**Testo della pagina**:
Rudimentali medicine
Anche per questi inconvenienti non era insolito ricorrere a rimedi fitoterapici o comunque empirici. Per la morva, un’affezione batterica che colpiva gli equini, si ricorreva a decotti di genziana, malva o verbasco che andavano somministrati all’animale per inalazione. Allo stesso modo, raccontano ancora oggi gli anziani, si curavano le mastiti che colpivano le mammelle delle bovine con impacchi prima freddi, poi caldi, di malva e serpillo. Alterativa a queste due piante era la conosciutissima arnica che trovava anche larghissimo impiego nella cura di malattie umane. Per le affezioni all’apparato genitale dei bovini trovava larghissimo impiego l’assenzio. Si preparava un decotto con le foglie e i fiori di questa pianta, che poi veniva somministrato all’animale mediante un clistere. L’operazione andava ripetuta più volte e, a quanto pare, infallibilmente produceva un effetto benefico nella bestia. C’erano poi particolari deformazioni che non potevano essere curate, e che facevano sì che si dovesse fornire assistenza all’animale; lo stesso momento del parto della vacca richiedeva la presenza assidua del contadino.
Un aiuto a procreare
Proprio perché il bestiame, e in particolar modo i bovini, rivestiva grande importanza per la famiglia, si poneva molta attenzione affinché tutti gli anni gli animali si potessero riprodurre. Per far ciò era necessario organizzare l’incontro fra la bestia da fecondare e il toro, che non tutti possedevano. Essendo un animale improduttivo, il toro era reperibile solo presso pochi allevatori che, non potendone sfruttare altre doti, ne sfruttavano le capacità riproduttive. Per poter far fecondare una bovina, dunque, bisognava rassegnarsi a pagare un compenso, talora anche salato, al proprietario del toro. Compiuto l’accoppiamento era abitudine diffusa sfregare i fianchi e il dorso della femmina con un grosso bastone, perché si credeva che ciò potesse essere di buon auspicio. In molte valli alpine, per esempio in val Varaita, c’era l’abitudine di mettere un po’ di neve nelle orecchie dell’animale. Anche a quest’operazione veniva attribuito un significato rituale, ed era credenza diffusa che fosse fondamentale per favorire l’incontro tra l’ovulo e lo spermatozoo nell’utero dell’animale. Sempre in alta val Varaita pare che al momento del parto fosse abitudine diffusa nutrire le bovine con le cosiddette routiés, ovvero fette di pane fritte nell’olio e imbevute nel vino. Ciò doveva servire a preservare la bestia dalle convulsioni, assai pericolose per il vitello nascituro.
L’erba stella, è quasi magia
Quanto fossero efficaci questi rimedi non è dato sapere. Di certo, l’importanza che l’animale rivestiva nell’economia familiare era tale che si era più disposti a spendere soldi per un consulto veterinario che per un consulto medico. Un’ultima notazione va fatta per un’erba particolare che trovava svariati impieghi nella cura di affezioni umane e animali: la cosiddetta erba stella, che in alcune aree alpine o di pianura del Piemonte era conosciuta con i nomi dialettali èrbo carantino, èrba del fidich o erba dla sinchen-a. Questa piccola pianta con la foglia stellata, utilizzata in decotto per la cura dei dolori epatici, era ritenuta capace di far ritrovare ai pastori gli animali dispersi nella nebbia.

**Materiale fornito**:
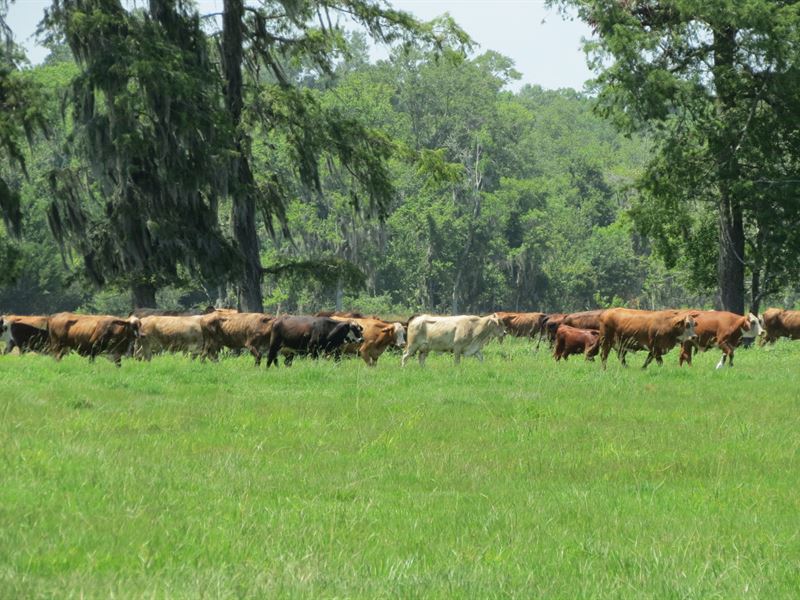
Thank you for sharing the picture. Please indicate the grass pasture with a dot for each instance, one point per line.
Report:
(515, 477)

**Consegna A**:
Cita dal testo della pagina il brano che va da "L’erba stella, è" a "dispersi nella nebbia.".
**Consegna B**:
Nel testo della pagina, che cosa sono le routiés date alle bovine in alta val Varaita al momento del parto?

**Risultato A**:
L’erba stella, è quasi magia
Quanto fossero efficaci questi rimedi non è dato sapere. Di certo, l’importanza che l’animale rivestiva nell’economia familiare era tale che si era più disposti a spendere soldi per un consulto veterinario che per un consulto medico. Un’ultima notazione va fatta per un’erba particolare che trovava svariati impieghi nella cura di affezioni umane e animali: la cosiddetta erba stella, che in alcune aree alpine o di pianura del Piemonte era conosciuta con i nomi dialettali èrbo carantino, èrba del fidich o erba dla sinchen-a. Questa piccola pianta con la foglia stellata, utilizzata in decotto per la cura dei dolori epatici, era ritenuta capace di far ritrovare ai pastori gli animali dispersi nella nebbia.

**Risultato B**:
Sono fette di pane fritte nell'olio e imbevute nel vino.